* [TASK]:
Output every line of the material below word for word, leaving out the pictures.

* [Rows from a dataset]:
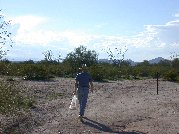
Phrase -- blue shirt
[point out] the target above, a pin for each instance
(84, 78)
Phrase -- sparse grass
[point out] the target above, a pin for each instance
(54, 96)
(11, 99)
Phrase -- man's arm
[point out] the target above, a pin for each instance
(91, 86)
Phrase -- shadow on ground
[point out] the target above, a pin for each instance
(104, 128)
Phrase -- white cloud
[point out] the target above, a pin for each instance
(176, 15)
(155, 38)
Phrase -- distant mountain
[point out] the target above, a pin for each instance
(156, 60)
(133, 63)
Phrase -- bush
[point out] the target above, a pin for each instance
(97, 73)
(171, 76)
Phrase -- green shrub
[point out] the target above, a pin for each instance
(97, 73)
(171, 75)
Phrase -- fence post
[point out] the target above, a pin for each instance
(157, 82)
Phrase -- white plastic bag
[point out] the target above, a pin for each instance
(73, 103)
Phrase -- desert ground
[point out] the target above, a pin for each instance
(118, 107)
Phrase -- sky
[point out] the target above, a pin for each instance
(141, 29)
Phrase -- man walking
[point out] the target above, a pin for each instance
(83, 84)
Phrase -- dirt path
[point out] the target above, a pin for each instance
(124, 107)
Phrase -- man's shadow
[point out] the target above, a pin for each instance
(103, 127)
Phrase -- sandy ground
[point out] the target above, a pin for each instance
(123, 107)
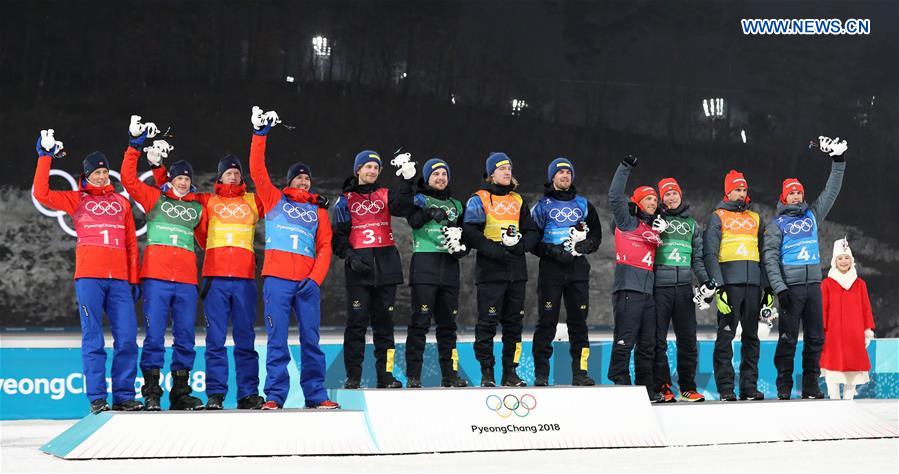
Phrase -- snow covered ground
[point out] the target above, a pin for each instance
(20, 441)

* [ANSWER TO THIS EXERCISE]:
Phrase -- blue shirt
[point out] the target above, a pin for each instance
(84, 78)
Phrase -- sparse grass
[point out] the target above, a pin for each instance
(54, 96)
(11, 99)
Phrase -- man's arm
[point out] the target above, a pin for each instance
(91, 86)
Phrase -- shadow on ground
[point out] the target above, a pin for each instance
(104, 128)
Phrase -- white cloud
[point out] the target above, a pin for each instance
(176, 15)
(155, 38)
Phrase -- distant mountain
[point out] the target above, a pin for each instance
(156, 60)
(133, 63)
Phrase -- bush
[point out] the target above, a pin for each instance
(97, 73)
(171, 76)
Phrase -- green shrub
[point out] the target above, a pin for each instance
(97, 73)
(171, 75)
Phrase -- fence post
[point out] the target above, a pin for each instance
(157, 82)
Phrase -- white plastic bag
[point out] the target above, a pin for each instance
(73, 103)
Phrase -- desert ground
[point out] the target above, a pin for each instance
(118, 107)
Phrase -- sky
[point out] the target above, a pin for each instance
(141, 29)
Phrase -- man walking
[point out] the target above, a pin for each instance
(83, 84)
Phrase -- dirt path
[point out] the target above, a pin for each instance
(124, 107)
Phrase -- man's shadow
[point out] the target above, a pin for each instance
(103, 127)
Phrase -- sandy ground
[point out] the target above, a pin for each instance
(123, 107)
Phrase -- snow covered ground
[point out] the target above, a pin for each instance
(20, 441)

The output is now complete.